SET PROBLEM: Convert the lines below into a numbered list, starting at the line that contains "Note: for this drill we locate the orange" and ending at the last line, both included. Leave out any blank lines.

DATA IN THIS EXERCISE:
——
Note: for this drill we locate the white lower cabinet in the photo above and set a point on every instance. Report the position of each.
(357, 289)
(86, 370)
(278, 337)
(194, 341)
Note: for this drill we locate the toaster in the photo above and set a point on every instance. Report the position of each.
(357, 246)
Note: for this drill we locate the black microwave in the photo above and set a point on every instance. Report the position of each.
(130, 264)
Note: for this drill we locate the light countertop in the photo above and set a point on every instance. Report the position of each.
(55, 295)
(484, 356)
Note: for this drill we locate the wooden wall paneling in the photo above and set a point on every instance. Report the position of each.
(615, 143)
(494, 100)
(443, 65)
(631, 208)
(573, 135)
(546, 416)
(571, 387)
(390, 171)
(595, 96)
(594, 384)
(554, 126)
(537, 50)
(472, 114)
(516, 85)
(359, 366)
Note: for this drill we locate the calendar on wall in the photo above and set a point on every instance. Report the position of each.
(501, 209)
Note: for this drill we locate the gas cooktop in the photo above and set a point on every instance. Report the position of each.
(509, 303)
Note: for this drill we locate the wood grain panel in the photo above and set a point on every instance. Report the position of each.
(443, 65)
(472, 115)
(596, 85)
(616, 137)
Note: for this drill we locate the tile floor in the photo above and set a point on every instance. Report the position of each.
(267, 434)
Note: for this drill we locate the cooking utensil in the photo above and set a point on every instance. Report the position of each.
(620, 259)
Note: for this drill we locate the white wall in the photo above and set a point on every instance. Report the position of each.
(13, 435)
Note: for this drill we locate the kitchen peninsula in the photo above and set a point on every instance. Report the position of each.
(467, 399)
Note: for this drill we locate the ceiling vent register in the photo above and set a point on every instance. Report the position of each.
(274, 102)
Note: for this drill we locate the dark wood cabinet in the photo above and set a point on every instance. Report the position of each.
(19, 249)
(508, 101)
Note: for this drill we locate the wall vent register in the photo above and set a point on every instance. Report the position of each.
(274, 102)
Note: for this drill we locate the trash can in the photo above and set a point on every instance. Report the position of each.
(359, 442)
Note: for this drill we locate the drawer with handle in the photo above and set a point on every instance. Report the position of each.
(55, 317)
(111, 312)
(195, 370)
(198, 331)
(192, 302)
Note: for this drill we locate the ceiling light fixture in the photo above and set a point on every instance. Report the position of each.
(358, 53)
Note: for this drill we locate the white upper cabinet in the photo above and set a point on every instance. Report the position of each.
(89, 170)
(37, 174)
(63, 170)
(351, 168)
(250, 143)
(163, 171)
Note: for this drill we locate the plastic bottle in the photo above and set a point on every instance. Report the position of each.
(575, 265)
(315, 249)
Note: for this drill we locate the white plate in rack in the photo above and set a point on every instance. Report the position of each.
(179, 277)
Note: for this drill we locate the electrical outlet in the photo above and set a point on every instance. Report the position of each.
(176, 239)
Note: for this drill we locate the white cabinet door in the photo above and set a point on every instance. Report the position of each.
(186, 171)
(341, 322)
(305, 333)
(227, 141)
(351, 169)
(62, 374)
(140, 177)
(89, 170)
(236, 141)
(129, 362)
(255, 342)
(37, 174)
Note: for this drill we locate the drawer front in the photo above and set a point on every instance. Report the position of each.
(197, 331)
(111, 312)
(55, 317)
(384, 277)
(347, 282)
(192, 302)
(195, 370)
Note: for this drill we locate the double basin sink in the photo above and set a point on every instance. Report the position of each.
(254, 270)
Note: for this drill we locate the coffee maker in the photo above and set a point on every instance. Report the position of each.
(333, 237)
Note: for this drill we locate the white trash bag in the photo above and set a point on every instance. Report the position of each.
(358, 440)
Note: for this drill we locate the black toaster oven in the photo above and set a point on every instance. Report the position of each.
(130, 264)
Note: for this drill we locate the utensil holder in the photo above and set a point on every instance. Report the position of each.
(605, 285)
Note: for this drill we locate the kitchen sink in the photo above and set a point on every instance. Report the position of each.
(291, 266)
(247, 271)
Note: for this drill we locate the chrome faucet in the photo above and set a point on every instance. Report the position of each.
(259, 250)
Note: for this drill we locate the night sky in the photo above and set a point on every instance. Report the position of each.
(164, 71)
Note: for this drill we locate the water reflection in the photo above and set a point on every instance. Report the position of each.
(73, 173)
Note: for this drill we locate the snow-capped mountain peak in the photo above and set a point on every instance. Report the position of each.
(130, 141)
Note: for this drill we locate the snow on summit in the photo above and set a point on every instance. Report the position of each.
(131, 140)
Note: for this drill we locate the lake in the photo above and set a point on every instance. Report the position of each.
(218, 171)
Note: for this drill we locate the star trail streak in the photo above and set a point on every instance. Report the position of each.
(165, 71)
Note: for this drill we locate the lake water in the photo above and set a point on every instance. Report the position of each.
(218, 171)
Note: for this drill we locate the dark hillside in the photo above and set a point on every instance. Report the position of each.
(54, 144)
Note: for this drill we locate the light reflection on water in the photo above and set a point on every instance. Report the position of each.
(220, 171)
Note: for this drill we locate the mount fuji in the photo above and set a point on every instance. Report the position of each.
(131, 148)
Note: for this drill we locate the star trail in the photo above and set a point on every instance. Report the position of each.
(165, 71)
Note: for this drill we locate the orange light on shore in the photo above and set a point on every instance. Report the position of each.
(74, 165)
——
EXERCISE RESULT:
1. Note: for this drill we locate the orange light on shore in the photo above and set a point on every instance. Report the position of each.
2. (74, 165)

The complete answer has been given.